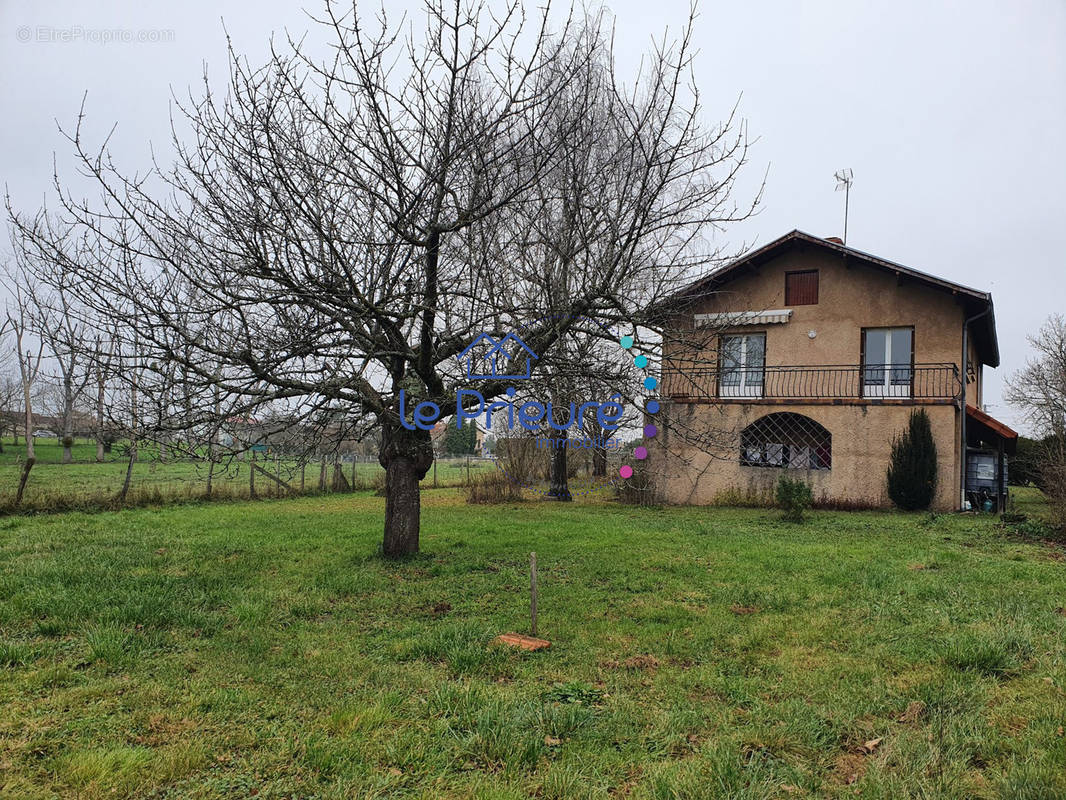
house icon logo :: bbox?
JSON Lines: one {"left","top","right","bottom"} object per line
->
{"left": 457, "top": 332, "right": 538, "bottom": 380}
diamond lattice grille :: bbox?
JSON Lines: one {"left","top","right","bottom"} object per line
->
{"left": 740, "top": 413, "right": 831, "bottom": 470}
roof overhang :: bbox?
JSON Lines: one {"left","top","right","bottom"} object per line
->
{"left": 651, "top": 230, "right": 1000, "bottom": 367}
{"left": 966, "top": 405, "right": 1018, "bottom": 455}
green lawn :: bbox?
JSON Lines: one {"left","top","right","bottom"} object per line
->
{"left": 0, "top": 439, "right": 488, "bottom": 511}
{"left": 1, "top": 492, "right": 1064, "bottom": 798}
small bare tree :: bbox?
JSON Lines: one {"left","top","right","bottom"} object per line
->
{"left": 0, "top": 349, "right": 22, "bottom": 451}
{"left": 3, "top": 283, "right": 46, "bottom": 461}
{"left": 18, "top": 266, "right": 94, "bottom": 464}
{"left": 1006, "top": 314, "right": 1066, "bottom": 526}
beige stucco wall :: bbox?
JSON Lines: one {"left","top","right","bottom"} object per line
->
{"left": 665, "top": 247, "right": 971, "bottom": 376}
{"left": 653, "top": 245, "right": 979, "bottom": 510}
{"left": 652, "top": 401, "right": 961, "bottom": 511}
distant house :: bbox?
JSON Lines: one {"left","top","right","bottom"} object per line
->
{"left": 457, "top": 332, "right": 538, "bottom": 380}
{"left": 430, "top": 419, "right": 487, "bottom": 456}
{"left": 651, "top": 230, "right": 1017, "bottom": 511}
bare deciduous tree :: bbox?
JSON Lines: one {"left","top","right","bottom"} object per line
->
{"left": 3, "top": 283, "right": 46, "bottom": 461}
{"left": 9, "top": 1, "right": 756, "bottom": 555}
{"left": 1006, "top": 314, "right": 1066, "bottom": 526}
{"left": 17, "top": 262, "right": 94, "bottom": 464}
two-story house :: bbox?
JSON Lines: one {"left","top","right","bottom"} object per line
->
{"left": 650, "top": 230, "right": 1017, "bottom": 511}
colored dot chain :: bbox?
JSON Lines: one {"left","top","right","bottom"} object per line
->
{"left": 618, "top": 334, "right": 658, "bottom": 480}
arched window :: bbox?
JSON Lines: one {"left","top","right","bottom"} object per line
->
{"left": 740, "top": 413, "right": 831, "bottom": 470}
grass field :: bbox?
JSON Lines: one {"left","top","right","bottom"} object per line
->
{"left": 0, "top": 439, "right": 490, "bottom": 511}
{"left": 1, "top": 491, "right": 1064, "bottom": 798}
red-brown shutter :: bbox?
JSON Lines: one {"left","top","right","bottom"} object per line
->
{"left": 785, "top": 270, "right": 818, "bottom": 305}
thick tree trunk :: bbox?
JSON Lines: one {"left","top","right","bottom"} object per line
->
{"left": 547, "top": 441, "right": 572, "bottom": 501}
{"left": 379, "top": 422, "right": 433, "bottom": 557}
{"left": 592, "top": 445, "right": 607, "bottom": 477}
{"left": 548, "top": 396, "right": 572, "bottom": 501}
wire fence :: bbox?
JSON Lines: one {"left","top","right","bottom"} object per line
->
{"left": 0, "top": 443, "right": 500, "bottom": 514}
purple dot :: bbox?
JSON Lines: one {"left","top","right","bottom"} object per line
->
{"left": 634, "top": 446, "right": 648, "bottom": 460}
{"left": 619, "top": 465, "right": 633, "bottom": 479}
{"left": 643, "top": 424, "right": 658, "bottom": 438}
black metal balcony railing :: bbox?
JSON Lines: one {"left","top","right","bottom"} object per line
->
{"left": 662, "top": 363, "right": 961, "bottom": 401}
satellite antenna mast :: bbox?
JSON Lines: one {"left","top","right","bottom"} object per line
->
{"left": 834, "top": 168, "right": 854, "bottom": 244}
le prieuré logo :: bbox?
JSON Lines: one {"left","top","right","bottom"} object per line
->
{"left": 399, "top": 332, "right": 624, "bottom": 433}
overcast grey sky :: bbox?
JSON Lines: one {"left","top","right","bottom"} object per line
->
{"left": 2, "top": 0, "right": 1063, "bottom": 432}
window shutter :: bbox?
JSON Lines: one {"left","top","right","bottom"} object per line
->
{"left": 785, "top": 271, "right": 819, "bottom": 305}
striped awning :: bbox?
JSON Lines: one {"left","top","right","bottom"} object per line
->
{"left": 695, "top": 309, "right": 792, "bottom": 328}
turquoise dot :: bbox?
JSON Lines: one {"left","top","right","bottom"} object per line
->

--

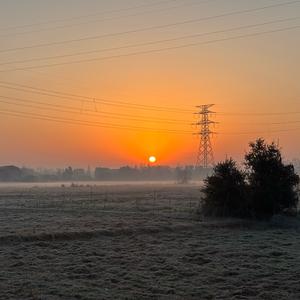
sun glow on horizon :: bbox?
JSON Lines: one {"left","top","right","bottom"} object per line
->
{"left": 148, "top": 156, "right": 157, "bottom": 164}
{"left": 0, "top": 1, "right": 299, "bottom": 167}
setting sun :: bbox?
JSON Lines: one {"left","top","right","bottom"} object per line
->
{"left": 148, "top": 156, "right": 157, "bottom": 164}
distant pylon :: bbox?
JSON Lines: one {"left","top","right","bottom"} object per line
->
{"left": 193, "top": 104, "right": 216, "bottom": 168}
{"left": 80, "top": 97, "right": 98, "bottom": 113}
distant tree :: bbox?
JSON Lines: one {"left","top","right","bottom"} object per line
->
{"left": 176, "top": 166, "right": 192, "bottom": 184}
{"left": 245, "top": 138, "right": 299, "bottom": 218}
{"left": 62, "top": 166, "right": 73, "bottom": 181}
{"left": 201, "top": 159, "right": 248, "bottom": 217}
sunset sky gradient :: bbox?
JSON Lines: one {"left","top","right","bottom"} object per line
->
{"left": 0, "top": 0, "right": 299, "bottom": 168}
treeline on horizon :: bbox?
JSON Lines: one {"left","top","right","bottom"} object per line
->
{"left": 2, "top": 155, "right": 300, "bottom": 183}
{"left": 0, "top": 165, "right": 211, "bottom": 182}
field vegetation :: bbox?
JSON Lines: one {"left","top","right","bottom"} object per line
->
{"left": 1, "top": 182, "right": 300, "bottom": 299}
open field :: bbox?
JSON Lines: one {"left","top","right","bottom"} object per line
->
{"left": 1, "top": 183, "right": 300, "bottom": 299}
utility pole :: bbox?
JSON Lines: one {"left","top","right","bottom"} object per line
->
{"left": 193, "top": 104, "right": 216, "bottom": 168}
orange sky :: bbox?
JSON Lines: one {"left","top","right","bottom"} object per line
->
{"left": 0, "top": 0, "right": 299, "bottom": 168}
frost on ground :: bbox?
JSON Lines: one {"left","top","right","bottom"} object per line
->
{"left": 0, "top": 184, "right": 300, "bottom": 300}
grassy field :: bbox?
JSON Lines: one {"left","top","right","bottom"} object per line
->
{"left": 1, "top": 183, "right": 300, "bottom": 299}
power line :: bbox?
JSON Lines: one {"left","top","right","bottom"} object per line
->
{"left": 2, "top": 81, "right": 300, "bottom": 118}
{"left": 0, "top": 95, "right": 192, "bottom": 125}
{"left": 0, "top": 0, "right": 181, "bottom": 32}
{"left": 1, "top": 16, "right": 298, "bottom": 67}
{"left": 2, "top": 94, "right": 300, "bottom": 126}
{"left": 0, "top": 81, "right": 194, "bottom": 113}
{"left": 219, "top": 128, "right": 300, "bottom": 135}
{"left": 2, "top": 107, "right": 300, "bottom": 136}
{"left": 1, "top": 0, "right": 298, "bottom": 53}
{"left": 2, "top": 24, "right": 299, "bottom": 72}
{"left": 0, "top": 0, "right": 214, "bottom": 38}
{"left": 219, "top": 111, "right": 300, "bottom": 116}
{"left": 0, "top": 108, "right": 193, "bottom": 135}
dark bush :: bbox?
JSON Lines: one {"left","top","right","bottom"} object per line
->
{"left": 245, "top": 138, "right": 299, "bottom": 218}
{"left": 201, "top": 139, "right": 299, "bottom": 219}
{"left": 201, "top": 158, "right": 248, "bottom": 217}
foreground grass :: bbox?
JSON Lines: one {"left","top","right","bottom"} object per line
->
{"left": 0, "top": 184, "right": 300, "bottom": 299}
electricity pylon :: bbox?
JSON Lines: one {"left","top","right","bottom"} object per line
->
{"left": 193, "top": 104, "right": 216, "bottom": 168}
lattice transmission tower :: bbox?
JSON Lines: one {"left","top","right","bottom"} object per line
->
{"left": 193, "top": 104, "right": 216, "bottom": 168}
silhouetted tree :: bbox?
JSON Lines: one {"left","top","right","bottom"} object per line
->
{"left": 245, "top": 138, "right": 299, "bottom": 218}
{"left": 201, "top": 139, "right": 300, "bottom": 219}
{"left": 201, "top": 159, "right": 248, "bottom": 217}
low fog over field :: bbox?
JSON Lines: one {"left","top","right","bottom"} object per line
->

ASSIGNMENT
How many lines in the listing above contain the string "lattice"? Answer with the number only.

ANSWER TO THE EXERCISE
2